── RECORDS
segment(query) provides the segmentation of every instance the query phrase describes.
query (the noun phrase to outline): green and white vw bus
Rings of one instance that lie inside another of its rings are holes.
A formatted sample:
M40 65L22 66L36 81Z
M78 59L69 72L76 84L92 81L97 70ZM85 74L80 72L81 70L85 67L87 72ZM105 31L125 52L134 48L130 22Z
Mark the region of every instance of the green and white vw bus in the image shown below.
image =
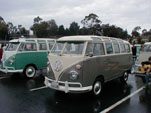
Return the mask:
M47 67L47 55L54 43L54 39L45 38L10 40L1 59L0 71L20 72L27 77L34 77L36 70Z

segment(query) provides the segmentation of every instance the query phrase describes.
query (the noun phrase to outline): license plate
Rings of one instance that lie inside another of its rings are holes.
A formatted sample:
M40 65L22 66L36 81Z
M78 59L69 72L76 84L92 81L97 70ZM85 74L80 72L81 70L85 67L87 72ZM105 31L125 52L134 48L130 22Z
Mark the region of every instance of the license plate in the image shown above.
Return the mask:
M59 84L58 82L51 82L51 87L58 88Z

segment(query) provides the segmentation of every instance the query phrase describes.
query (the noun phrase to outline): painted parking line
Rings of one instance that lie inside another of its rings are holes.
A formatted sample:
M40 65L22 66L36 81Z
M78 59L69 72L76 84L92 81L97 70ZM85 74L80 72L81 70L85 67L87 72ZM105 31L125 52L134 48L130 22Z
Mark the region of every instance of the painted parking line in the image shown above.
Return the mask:
M36 91L36 90L40 90L40 89L44 89L44 88L47 88L47 86L33 88L33 89L30 89L29 91Z
M8 78L8 77L0 77L0 80L4 79L4 78Z
M132 94L128 95L127 97L123 98L122 100L116 102L115 104L113 104L112 106L106 108L105 110L101 111L100 113L107 113L107 112L111 111L112 109L114 109L118 105L122 104L123 102L125 102L126 100L131 98L132 96L136 95L137 93L139 93L143 89L144 89L144 87L141 87L140 89L136 90L134 93L132 93Z

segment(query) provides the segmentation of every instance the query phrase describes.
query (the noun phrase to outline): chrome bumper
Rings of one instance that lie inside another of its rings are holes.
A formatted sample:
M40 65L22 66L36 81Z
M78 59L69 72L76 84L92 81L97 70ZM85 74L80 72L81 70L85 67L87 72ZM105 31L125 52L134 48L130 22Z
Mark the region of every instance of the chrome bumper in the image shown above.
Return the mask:
M53 85L53 83L55 83L55 86ZM44 84L46 85L46 87L59 90L59 91L64 91L65 93L87 92L87 91L92 90L92 86L82 87L82 84L78 82L55 81L55 80L49 79L48 77L45 77ZM71 85L75 85L76 87L72 87Z
M22 73L23 72L23 70L14 70L13 68L8 69L7 67L5 67L3 69L0 67L0 71L3 73Z

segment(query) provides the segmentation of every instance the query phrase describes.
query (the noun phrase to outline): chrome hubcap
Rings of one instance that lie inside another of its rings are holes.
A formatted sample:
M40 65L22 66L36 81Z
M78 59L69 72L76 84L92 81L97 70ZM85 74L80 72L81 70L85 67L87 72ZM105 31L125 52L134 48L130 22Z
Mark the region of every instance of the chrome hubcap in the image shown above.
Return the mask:
M35 68L30 66L26 70L27 77L33 77L35 75Z
M95 95L100 94L101 89L102 89L102 87L101 87L101 82L100 82L100 81L97 81L97 82L94 84L94 94L95 94Z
────
WHAT IS BEING ASKED:
Rewrite all of the records above with "Return the mask" changed to "Provide the outline" and nothing else altered. Omit the pictures.

THE OUTPUT:
segment(query) provides the segmentation of every instance the query phrase describes.
query (the noun phrase to outline): green and white vw bus
Rings of one instance that lie inside another of its rings are holes.
A formatted sample:
M40 65L22 66L36 81Z
M78 59L69 72L76 84L92 81L97 70ZM85 74L80 72L81 70L85 67L87 72ZM105 31L125 52L134 48L130 22Z
Mark the region of every instance of the green and white vw bus in the image shown below.
image =
Provide the outline:
M47 67L47 55L54 43L54 39L45 38L10 40L1 59L0 71L20 72L27 77L34 77L36 70Z

segment(query) provides the segmentation of every instance the query phrase describes.
query (the noun phrase to outline): license plate
Rings of one instance that lie inside another of its rings are holes.
A formatted sample:
M40 65L22 66L36 81Z
M78 59L69 72L76 84L92 81L97 70ZM85 74L80 72L81 70L85 67L87 72ZM105 31L125 52L134 48L130 22Z
Mark the region of every instance of the license plate in the image shown above.
Provide the outline:
M59 84L58 82L51 82L51 87L58 88Z

segment(query) provides the segmentation of every instance the query phrase describes.
query (the noun phrase to outline): painted parking line
Rings of one instance that lie inside another of its rings are holes.
A formatted sample:
M40 65L22 66L36 81Z
M78 59L69 72L76 84L92 81L97 70ZM85 74L80 72L81 70L85 67L87 72ZM105 31L125 52L134 48L130 22Z
Mark the region of every instance of the painted parking line in the image shown above.
Provide the outline:
M36 91L36 90L40 90L40 89L44 89L44 88L47 88L47 86L33 88L33 89L30 89L29 91Z
M8 78L8 77L0 77L0 80L4 79L4 78Z
M132 94L128 95L127 97L123 98L122 100L116 102L115 104L113 104L112 106L106 108L105 110L101 111L100 113L107 113L107 112L111 111L112 109L114 109L118 105L122 104L123 102L125 102L126 100L131 98L132 96L136 95L137 93L139 93L143 89L144 89L144 87L141 87L140 89L136 90L134 93L132 93Z

segment(query) provides the segmentation of every instance the query phrase describes.
query (the noun phrase to outline): chrome bumper
Rings of one instance that lie inside another of its rings are holes.
A formatted sample:
M40 65L22 66L36 81Z
M78 59L69 72L76 84L92 81L97 70ZM85 74L80 72L81 70L85 67L87 72ZM105 31L125 52L134 48L130 22Z
Mark the region of every instance of the chrome bumper in the image shown above.
Provide the outline:
M53 85L53 83L55 83L55 86ZM44 84L46 85L46 87L59 90L59 91L64 91L65 93L87 92L87 91L92 90L92 86L82 87L82 84L78 82L55 81L55 80L49 79L48 77L45 77ZM71 85L75 85L76 87L72 87Z
M22 73L23 72L23 70L14 70L13 68L8 69L7 67L5 67L3 69L0 67L0 71L3 73Z

segment(query) provides the segmentation of every instance the query phrase describes.
query (the noun phrase to outline): chrome hubcap
Rings of one instance that lie inside another of its rings are holes.
A formatted sample:
M40 65L22 66L36 81Z
M78 59L69 72L76 84L92 81L97 70ZM85 74L80 72L81 70L85 67L87 72ZM105 31L125 52L134 48L130 22Z
Mark the region of every instance of the chrome hubcap in the image shown above.
Provide the outline:
M35 68L30 66L26 70L27 77L33 77L35 75Z
M95 95L100 94L101 89L102 89L102 87L101 87L101 82L100 82L100 81L97 81L97 82L94 84L94 94L95 94Z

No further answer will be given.